Start of TEXT PASSAGE

I found the original in a cookbook from an author I am currently in love with, Yumiko Kano, called Saisai Gohan (Vegetable Meals), a book that I’ve mentioned before.

I did alter the recipe a little bit: I found the original version a bit too salty, so I reduced the amount of miso proportionately. I used tahini instead of toasted sesame, to give it a slightly more pasty texture to compensate for the reduced miso.

Choose a fairly low-salt miso for this if you can. I used a genmai miso (brown rice miso) which has a little texture and extra flavors. Gluten sensitive people can make this gluten-free by choosing the appropriate miso.

It keeps for about a week or so in the refrigerator, or longer well wrapped in the freezer. It’s a great bento staple to have around.

Miso, tahini and walnut paste

  • 4 Tbs. miso
  • 4 Tbs. tahini or other sesame seed paste (in Japan use nerigoma, 練りごま)
  • 4 to 5 Tbs. of finely chopped walnuts (I find it’s about 4 whole kernels per tablespoon. You could also use pecans or almonds.)
  • 2 Tbs. of the white part of a leek, finely chopped
  • 1 Tbs. of finely chopped fresh ginger

You can do the chopping part the easiest in a food processor, especially if you have a small bowl or ‘baby food’ attachment. Otherwise, do the chopping by hand.

Combine all the ingredients well. Store well covered in the refrigerator for up to a week, or divide into small portions (about a tablespoon) and freeze.

End of TEXT PASSAGE
Start of DATA PROVIDED

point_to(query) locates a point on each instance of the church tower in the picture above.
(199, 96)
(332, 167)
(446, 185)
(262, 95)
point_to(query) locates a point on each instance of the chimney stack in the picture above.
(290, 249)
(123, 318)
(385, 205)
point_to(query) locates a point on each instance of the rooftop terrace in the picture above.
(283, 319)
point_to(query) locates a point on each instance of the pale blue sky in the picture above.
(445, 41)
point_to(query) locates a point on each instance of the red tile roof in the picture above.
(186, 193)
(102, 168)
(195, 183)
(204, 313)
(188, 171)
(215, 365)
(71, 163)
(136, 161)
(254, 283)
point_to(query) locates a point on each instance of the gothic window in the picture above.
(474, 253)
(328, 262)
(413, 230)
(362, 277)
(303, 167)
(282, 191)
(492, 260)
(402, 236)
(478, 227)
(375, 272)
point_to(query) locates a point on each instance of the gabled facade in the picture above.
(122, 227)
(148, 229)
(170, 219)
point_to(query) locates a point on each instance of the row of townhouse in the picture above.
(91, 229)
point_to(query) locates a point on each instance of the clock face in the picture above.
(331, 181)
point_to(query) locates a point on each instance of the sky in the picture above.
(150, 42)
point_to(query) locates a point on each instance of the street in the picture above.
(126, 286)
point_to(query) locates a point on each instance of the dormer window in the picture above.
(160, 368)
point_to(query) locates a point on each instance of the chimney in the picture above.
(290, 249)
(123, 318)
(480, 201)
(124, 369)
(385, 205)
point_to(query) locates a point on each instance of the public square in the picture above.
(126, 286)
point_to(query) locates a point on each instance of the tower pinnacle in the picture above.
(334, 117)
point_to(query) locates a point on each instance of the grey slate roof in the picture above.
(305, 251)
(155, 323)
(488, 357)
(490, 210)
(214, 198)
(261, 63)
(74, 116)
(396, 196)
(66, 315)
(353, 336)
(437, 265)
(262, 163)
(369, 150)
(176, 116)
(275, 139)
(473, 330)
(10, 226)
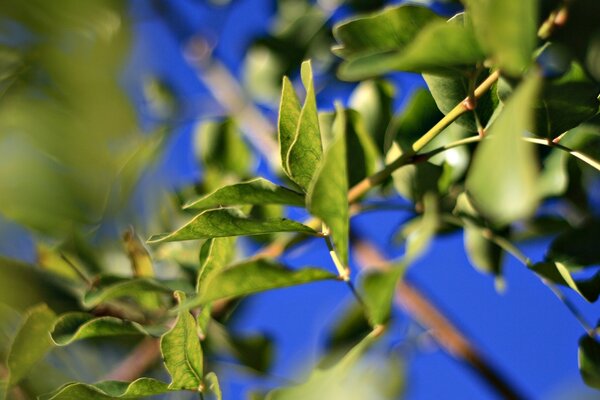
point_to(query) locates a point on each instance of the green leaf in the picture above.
(589, 361)
(31, 342)
(378, 293)
(108, 390)
(256, 191)
(115, 288)
(181, 351)
(506, 30)
(224, 222)
(503, 176)
(305, 150)
(328, 193)
(439, 48)
(450, 90)
(252, 277)
(212, 385)
(74, 326)
(373, 99)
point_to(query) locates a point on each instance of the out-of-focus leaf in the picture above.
(589, 361)
(211, 383)
(224, 222)
(108, 390)
(305, 149)
(577, 247)
(256, 191)
(74, 326)
(110, 289)
(373, 99)
(450, 90)
(252, 277)
(506, 30)
(328, 192)
(354, 377)
(439, 48)
(31, 343)
(378, 293)
(181, 351)
(503, 176)
(559, 273)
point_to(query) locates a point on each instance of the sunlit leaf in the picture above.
(74, 326)
(229, 222)
(506, 30)
(256, 191)
(109, 390)
(328, 192)
(305, 150)
(503, 176)
(181, 351)
(31, 343)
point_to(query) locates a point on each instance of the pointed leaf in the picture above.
(181, 351)
(305, 150)
(74, 326)
(589, 361)
(507, 30)
(328, 193)
(31, 342)
(224, 222)
(503, 176)
(109, 390)
(256, 192)
(253, 276)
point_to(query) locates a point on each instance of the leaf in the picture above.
(378, 293)
(74, 326)
(224, 222)
(373, 99)
(31, 342)
(305, 150)
(439, 48)
(577, 247)
(256, 191)
(589, 361)
(181, 351)
(253, 276)
(115, 288)
(503, 176)
(506, 30)
(108, 390)
(212, 384)
(328, 193)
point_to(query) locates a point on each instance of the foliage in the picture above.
(500, 133)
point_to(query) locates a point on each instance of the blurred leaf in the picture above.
(450, 90)
(74, 326)
(503, 176)
(506, 30)
(256, 191)
(212, 384)
(328, 192)
(305, 149)
(224, 222)
(181, 351)
(373, 99)
(251, 277)
(31, 343)
(589, 361)
(576, 247)
(379, 288)
(438, 48)
(111, 288)
(108, 390)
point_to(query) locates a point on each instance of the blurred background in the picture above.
(110, 109)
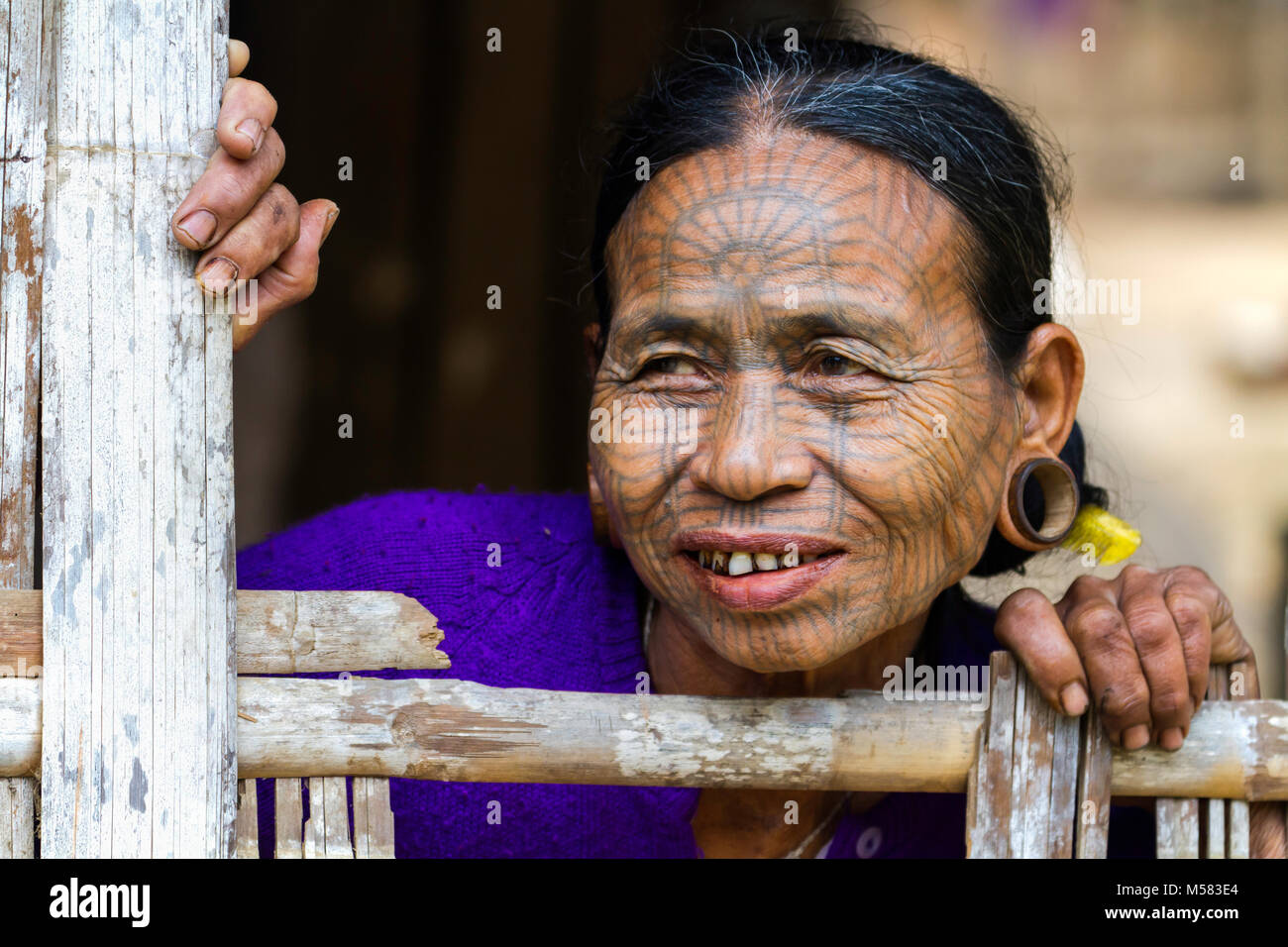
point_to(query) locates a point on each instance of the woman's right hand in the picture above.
(244, 223)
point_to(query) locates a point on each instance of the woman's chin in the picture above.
(780, 651)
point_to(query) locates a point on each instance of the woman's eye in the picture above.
(838, 367)
(671, 365)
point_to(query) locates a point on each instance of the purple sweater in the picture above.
(561, 612)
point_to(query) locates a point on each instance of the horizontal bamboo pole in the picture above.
(467, 732)
(277, 633)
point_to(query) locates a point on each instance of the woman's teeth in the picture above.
(742, 564)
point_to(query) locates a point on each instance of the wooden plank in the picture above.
(463, 731)
(26, 68)
(1176, 825)
(1095, 767)
(373, 818)
(1030, 777)
(1022, 787)
(291, 633)
(326, 834)
(1237, 817)
(314, 826)
(248, 819)
(1237, 830)
(278, 633)
(1214, 809)
(138, 543)
(1064, 787)
(988, 800)
(338, 841)
(288, 817)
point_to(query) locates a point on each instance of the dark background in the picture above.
(469, 169)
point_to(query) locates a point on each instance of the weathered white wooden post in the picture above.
(26, 77)
(140, 690)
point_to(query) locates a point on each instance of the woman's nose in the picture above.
(752, 450)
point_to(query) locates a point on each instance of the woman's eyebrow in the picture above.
(849, 322)
(668, 324)
(861, 324)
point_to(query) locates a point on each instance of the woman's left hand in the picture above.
(1138, 644)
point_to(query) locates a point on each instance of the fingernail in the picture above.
(1073, 698)
(218, 275)
(200, 226)
(253, 132)
(1136, 737)
(330, 222)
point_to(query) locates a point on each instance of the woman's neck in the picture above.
(750, 823)
(681, 663)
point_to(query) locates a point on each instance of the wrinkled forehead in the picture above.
(785, 210)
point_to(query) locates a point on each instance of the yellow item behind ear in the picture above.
(1111, 539)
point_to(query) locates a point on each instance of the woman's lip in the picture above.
(761, 590)
(778, 543)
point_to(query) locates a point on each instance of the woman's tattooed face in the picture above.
(797, 425)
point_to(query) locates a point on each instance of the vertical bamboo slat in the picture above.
(140, 686)
(25, 64)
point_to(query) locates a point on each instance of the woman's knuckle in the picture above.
(1100, 622)
(1127, 699)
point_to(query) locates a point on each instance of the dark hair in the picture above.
(842, 84)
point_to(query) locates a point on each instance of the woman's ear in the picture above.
(1050, 385)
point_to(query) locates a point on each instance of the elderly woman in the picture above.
(822, 264)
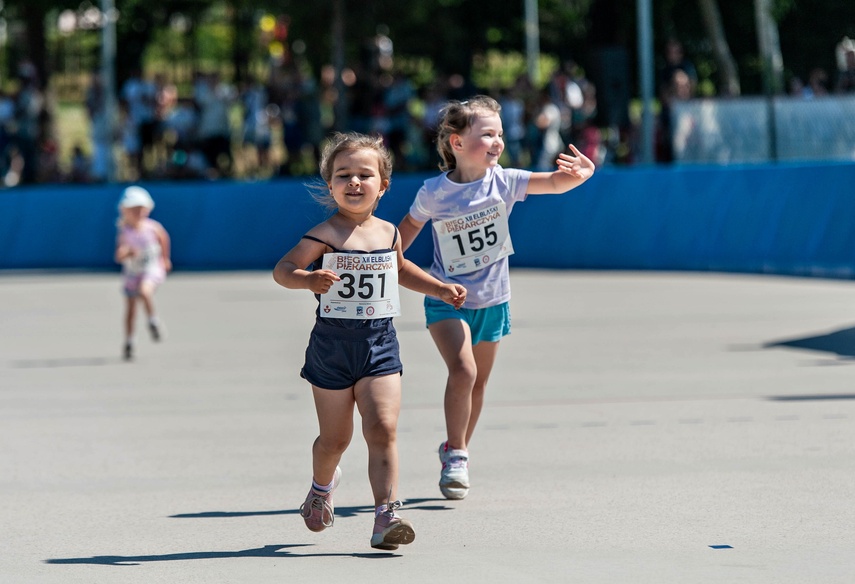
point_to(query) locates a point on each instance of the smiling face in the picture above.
(481, 144)
(356, 183)
(133, 216)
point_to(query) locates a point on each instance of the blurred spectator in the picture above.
(565, 89)
(214, 98)
(29, 106)
(675, 60)
(256, 124)
(7, 130)
(846, 66)
(679, 89)
(396, 104)
(513, 122)
(140, 97)
(547, 122)
(81, 166)
(817, 83)
(435, 98)
(100, 130)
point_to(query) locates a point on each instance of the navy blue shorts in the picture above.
(338, 357)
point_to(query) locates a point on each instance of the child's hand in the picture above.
(577, 165)
(453, 294)
(320, 281)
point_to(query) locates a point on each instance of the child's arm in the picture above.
(409, 228)
(572, 171)
(165, 246)
(413, 277)
(123, 251)
(289, 273)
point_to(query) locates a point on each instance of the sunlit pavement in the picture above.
(639, 427)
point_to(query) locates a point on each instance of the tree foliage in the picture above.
(449, 33)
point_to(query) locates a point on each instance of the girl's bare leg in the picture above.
(335, 423)
(379, 403)
(454, 341)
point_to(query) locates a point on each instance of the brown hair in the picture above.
(348, 142)
(455, 117)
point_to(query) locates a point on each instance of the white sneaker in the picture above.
(318, 510)
(454, 479)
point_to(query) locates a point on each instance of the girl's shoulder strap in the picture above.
(312, 238)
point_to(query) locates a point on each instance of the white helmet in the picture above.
(135, 196)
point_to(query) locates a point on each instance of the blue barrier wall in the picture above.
(784, 219)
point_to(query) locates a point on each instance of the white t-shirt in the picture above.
(442, 199)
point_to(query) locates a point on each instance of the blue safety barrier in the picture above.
(785, 219)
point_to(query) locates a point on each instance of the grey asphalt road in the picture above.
(639, 428)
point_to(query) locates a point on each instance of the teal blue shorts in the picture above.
(487, 324)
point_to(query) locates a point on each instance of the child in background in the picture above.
(469, 205)
(353, 355)
(143, 249)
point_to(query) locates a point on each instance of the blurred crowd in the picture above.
(275, 126)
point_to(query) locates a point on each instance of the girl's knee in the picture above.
(381, 433)
(463, 373)
(333, 445)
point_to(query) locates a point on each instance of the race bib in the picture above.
(143, 261)
(368, 287)
(473, 241)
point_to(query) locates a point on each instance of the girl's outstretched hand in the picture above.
(320, 281)
(453, 294)
(575, 164)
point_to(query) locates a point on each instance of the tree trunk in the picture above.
(770, 48)
(728, 75)
(34, 14)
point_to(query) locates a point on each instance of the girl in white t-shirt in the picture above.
(468, 206)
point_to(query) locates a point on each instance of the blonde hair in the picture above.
(455, 118)
(348, 142)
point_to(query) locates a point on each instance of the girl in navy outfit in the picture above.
(353, 358)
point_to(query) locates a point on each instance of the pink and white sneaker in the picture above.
(391, 530)
(454, 478)
(317, 510)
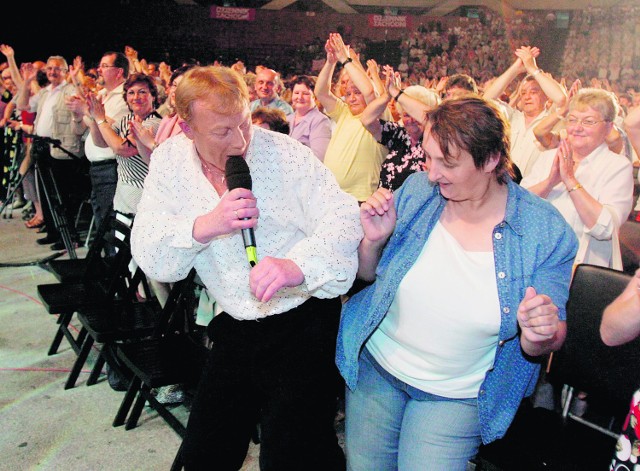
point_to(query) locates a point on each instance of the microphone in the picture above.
(238, 176)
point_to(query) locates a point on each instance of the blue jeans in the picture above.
(104, 178)
(393, 426)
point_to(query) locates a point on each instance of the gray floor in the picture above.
(44, 427)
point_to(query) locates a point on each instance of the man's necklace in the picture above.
(215, 172)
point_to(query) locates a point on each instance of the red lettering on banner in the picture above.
(388, 21)
(231, 13)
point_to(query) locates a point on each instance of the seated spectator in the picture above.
(591, 186)
(308, 124)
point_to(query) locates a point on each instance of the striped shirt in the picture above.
(133, 170)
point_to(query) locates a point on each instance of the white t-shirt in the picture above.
(441, 332)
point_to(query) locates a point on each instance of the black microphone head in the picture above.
(237, 173)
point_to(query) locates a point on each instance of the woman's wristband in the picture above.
(577, 187)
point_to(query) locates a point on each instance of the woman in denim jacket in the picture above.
(470, 279)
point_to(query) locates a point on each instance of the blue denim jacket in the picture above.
(533, 246)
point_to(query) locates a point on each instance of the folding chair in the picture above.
(65, 298)
(96, 263)
(125, 320)
(609, 375)
(173, 355)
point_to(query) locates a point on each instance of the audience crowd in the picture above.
(352, 112)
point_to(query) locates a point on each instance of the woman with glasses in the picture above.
(141, 95)
(171, 123)
(588, 183)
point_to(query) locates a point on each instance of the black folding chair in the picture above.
(66, 298)
(125, 320)
(609, 375)
(173, 355)
(95, 264)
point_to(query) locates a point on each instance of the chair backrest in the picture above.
(118, 275)
(178, 315)
(610, 374)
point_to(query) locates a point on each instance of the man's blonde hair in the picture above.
(219, 89)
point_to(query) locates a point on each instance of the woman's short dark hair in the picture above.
(142, 79)
(308, 81)
(474, 125)
(274, 117)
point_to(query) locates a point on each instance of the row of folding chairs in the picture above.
(116, 313)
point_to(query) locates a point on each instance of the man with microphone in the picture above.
(272, 359)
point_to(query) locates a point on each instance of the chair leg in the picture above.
(80, 361)
(125, 405)
(97, 367)
(62, 321)
(568, 397)
(177, 464)
(132, 421)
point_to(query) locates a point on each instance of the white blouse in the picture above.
(304, 217)
(607, 177)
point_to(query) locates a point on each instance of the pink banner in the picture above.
(387, 21)
(231, 13)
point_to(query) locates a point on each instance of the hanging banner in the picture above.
(388, 21)
(231, 13)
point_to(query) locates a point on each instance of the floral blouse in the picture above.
(403, 158)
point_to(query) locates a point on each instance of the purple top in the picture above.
(313, 130)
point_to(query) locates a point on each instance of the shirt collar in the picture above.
(512, 216)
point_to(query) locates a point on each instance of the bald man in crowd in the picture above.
(266, 87)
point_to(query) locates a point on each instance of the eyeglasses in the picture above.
(587, 123)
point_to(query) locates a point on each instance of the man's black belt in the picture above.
(100, 163)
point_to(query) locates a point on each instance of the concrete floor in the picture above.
(43, 426)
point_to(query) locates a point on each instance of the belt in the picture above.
(100, 163)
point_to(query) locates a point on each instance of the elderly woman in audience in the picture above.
(308, 124)
(354, 156)
(141, 94)
(432, 374)
(169, 126)
(404, 141)
(588, 183)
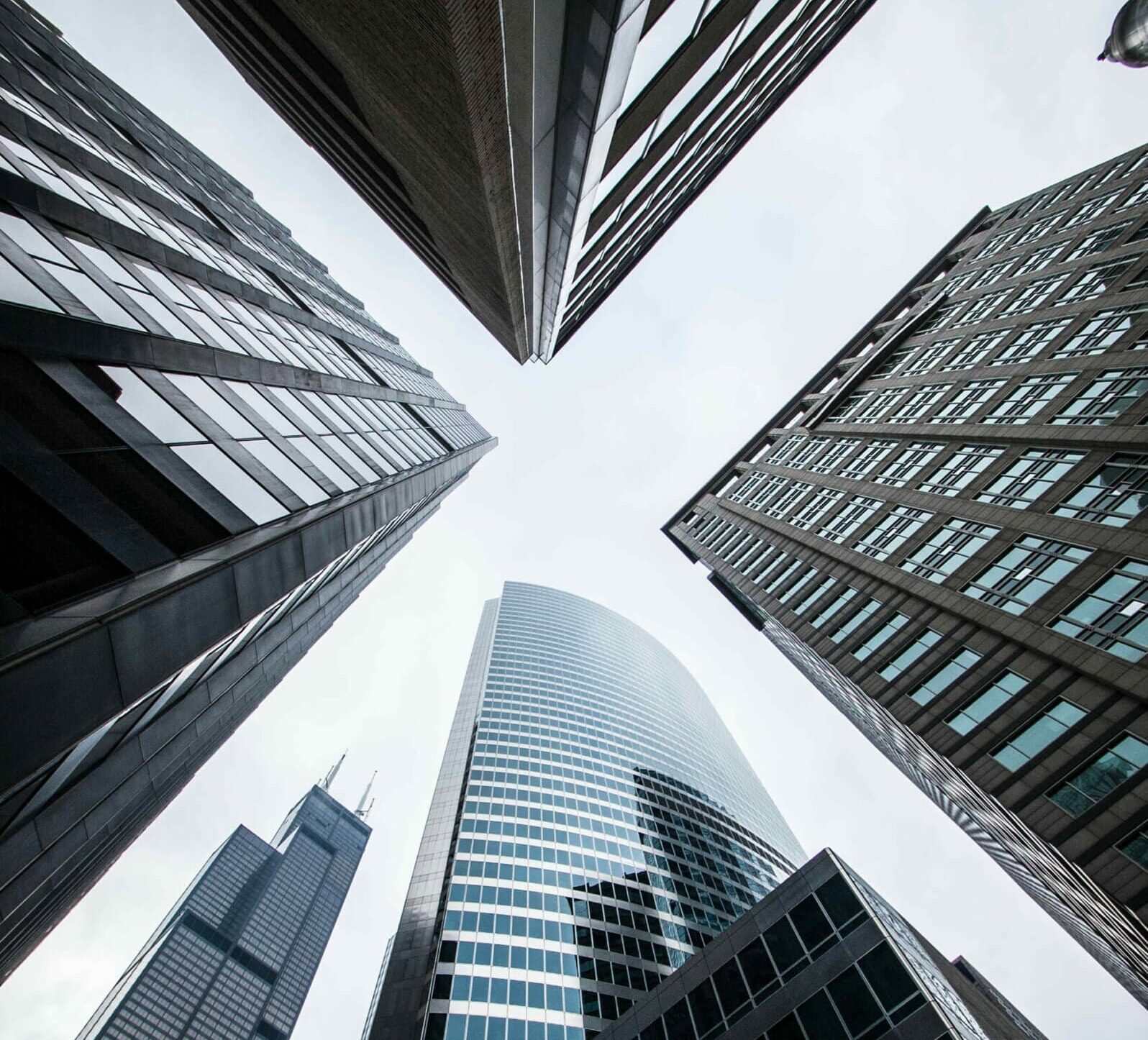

End of DATA PROVIDED

REQUEST A
In the miso paste recipe, change "refrigerator" to "fridge" and reproduce the section starting at "I did alter" and ending at "to have around.".
REQUEST B
Summarize the miso paste recipe in two sentences.
REQUEST C
Answer these questions about the miso paste recipe:
(i) What kind of miso was used?
(ii) About how many whole walnut kernels make up a tablespoon?
(iii) Which part of the leek goes into the paste?
The listing above is separate from the miso paste recipe.

FINAL ANSWER A
I did alter the recipe a little bit: I found the original version a bit too salty, so I reduced the amount of miso proportionately. I used tahini instead of toasted sesame, to give it a slightly more pasty texture to compensate for the reduced miso.

Choose a fairly low-salt miso for this if you can. I used a genmai miso (brown rice miso) which has a little texture and extra flavors. Gluten sensitive people can make this gluten-free by choosing the appropriate miso.

It keeps for about a week or so in the fridge, or longer well wrapped in the freezer. It’s a great bento staple to have around.

FINAL ANSWER B
This miso, tahini and walnut paste is adapted from Yumiko Kano's cookbook Saisai Gohan, with less miso to cut the saltiness and tahini used in place of toasted sesame. Miso, tahini, chopped walnuts, leek and ginger are combined well, and the paste keeps for about a week in the refrigerator or longer in the freezer.

FINAL ANSWER C
(i) Genmai miso (brown rice miso)
(ii) About 4
(iii) The white part